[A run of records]

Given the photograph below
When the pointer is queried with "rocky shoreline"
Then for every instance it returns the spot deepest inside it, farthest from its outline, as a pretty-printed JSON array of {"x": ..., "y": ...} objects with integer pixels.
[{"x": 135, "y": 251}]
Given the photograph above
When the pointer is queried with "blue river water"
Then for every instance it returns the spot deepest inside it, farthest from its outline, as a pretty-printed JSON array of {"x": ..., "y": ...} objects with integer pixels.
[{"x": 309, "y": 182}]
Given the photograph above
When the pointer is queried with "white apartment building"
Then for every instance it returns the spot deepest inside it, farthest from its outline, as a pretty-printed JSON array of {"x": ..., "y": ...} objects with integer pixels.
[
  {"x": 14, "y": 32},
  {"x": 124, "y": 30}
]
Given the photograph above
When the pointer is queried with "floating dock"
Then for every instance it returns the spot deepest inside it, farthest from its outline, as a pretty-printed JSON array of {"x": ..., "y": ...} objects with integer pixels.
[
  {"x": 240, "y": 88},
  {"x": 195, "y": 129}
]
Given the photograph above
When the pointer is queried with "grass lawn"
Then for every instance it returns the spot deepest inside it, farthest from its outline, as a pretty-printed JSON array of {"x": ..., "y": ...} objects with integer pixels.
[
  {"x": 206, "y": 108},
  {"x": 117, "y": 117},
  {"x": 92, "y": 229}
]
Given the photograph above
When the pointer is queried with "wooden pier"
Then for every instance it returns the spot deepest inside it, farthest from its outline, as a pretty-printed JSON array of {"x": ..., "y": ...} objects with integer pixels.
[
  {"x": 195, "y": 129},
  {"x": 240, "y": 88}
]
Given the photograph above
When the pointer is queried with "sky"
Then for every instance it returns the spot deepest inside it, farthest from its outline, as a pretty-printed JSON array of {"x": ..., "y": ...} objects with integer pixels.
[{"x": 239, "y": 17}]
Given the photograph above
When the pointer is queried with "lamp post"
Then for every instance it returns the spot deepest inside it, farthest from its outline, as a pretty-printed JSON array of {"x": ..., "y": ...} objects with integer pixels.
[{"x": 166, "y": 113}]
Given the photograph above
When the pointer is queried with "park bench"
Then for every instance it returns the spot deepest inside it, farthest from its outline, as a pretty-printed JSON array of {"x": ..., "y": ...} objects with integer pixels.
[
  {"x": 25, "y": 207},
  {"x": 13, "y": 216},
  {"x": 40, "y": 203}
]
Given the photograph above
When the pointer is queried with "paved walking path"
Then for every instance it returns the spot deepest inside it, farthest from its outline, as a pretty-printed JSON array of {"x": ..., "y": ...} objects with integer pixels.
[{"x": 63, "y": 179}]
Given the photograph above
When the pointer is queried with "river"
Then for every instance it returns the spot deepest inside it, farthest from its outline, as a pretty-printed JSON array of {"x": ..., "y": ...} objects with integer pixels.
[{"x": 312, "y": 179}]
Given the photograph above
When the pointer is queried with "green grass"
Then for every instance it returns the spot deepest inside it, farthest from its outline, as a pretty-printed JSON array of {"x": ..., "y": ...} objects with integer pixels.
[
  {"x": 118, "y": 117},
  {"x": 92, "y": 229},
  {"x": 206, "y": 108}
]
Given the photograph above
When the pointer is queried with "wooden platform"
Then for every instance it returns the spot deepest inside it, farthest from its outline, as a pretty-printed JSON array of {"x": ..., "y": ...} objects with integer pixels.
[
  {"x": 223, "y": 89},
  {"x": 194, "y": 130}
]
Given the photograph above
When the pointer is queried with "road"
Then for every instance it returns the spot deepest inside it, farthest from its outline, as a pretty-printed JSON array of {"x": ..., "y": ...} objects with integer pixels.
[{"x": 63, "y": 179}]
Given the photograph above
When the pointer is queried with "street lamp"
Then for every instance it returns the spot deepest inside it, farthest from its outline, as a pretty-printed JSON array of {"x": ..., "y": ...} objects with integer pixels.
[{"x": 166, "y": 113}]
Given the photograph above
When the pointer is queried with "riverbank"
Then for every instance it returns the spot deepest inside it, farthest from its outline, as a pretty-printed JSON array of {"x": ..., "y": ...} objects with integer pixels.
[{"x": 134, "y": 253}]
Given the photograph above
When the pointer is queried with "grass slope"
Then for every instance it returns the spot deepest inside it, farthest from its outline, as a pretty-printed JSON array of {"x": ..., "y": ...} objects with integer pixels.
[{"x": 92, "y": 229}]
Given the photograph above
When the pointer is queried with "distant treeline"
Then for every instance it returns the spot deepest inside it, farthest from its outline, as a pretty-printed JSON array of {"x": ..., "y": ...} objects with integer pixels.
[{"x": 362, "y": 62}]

DIRECTIONS FOR THIS TASK: Set down all of the data above, word for word.

TASK RESPONSE:
Given the photograph below
When the pointer is queried with "rocky shoreline"
Then for every instance it returns the spot deepest inside it, farthest from its outline, as a pretty-printed JSON array of {"x": ..., "y": ...} objects with integer pixels.
[{"x": 135, "y": 251}]
Given the photograph above
When the pointer is queried with "blue river water"
Then for every instance it returns the spot deepest inside it, farthest from its outline, as a pretty-printed JSON array of {"x": ..., "y": ...} objects with integer pixels.
[{"x": 309, "y": 182}]
Given the photograph above
When the pointer is queried with "white apartment building"
Then for every instance it returns the spot deepest inside it, farthest from its outline, as a pretty-printed JSON array of {"x": ..., "y": ...} objects with integer pixels.
[
  {"x": 14, "y": 32},
  {"x": 124, "y": 30}
]
Given the photograph above
When the pointer is queried with "floating dock"
Then for every instance it returns the spot deepest inside it, farthest from its outline, as a pretty-printed JSON array of {"x": ..., "y": ...} objects with integer pixels.
[
  {"x": 240, "y": 88},
  {"x": 195, "y": 129}
]
Given the photograph above
When the pointer is queried with "grass lawn"
Then for every instance it returns the spot deepest inside it, farthest from its outline, as a pretty-printed JSON array of {"x": ..., "y": ...} objects with integer pixels.
[
  {"x": 206, "y": 108},
  {"x": 117, "y": 117},
  {"x": 92, "y": 229}
]
Given the photograph above
When the pointer is queried with "wooden pier"
Then for every instance it returns the spot deepest inside it, farthest from its outline, as a pretty-printed JSON array of {"x": ..., "y": ...} objects with integer pixels.
[
  {"x": 195, "y": 129},
  {"x": 240, "y": 88}
]
Given the photograph above
When the pointer is queried with "sky"
Then for every instance it returns the spot deepest inside it, farthest from its outline, as a pretty-printed JSON array of {"x": ..., "y": ...} objects with integer pixels.
[{"x": 239, "y": 17}]
Given the photograph above
When the pointer is queried with "lamp post"
Then for every instance it returns the spot deepest inside it, farthest from its outline, as a pretty-printed JSON array of {"x": ..., "y": ...} objects with integer pixels.
[{"x": 166, "y": 113}]
Given the photograph above
When the pointer is queried with "park bench"
Then for every instance it returns the spot deepest inside it, farthest from its outline, as a pretty-printed JSON array of {"x": ..., "y": ...} objects with integer pixels.
[
  {"x": 25, "y": 207},
  {"x": 13, "y": 216},
  {"x": 40, "y": 203}
]
Given the photograph above
When the pointer is queried with "paved walking path"
Then for every instance it returns the spot deepest inside it, farthest from its outline, as a pretty-printed JSON array of {"x": ..., "y": ...} objects with integer pixels.
[{"x": 63, "y": 179}]
Given the photograph above
When the pointer is queried with "river"
Then for every instance it returns the spot deepest inside it, farthest from its outline, as a pretty-printed JSON array of {"x": ..., "y": ...} objects with integer pixels.
[{"x": 312, "y": 179}]
Given the photograph above
When the pointer is queried with "green grass"
Then for every instance it returns the spot deepest inside it, farthest from its outline, as a pretty-printed JSON array of {"x": ..., "y": ...} objects with integer pixels.
[
  {"x": 118, "y": 117},
  {"x": 92, "y": 229},
  {"x": 206, "y": 108}
]
Given the photograph above
When the pointer is queried with "wooden platform"
Then for every instance it returns the spot deepest inside it, farthest from its outline, as a pretty-printed JSON array of {"x": ..., "y": ...} objects with integer pixels.
[
  {"x": 223, "y": 89},
  {"x": 194, "y": 130}
]
Given the photograph above
When the pointer is queried with "road"
Then for every instance it returns the spot deepest inside it, farthest from its outline, as a pretty-printed JSON array of {"x": ..., "y": ...} objects with integer pixels.
[{"x": 63, "y": 179}]
Given the photograph above
When the pointer is queried with "street lamp"
Then for every instance it returns the spot deepest inside it, farthest from its outline, as a pretty-printed JSON array of {"x": ..., "y": ...} objects with integer pixels.
[{"x": 166, "y": 113}]
Given the photograph above
When the pointer is queried with "riverbank"
Then for every instance it returns the spot deepest inside it, farthest from its outline, as a pretty-printed JSON array of {"x": ..., "y": ...} objects with integer pixels.
[{"x": 134, "y": 253}]
Given the photograph above
When the pointer is queried with "grass slope"
Then for every instance it returns the spot deepest inside it, farthest from its outline, as a pretty-printed JSON array of {"x": ..., "y": ...} objects with integer pixels.
[{"x": 92, "y": 229}]
Given the photograph above
When the pointer is queried with "distant treeline"
Then for every instance it returns the spot deepest inside it, farthest from its outline, as a pretty-printed JSON array of {"x": ..., "y": ...} objects with integer pixels.
[{"x": 362, "y": 62}]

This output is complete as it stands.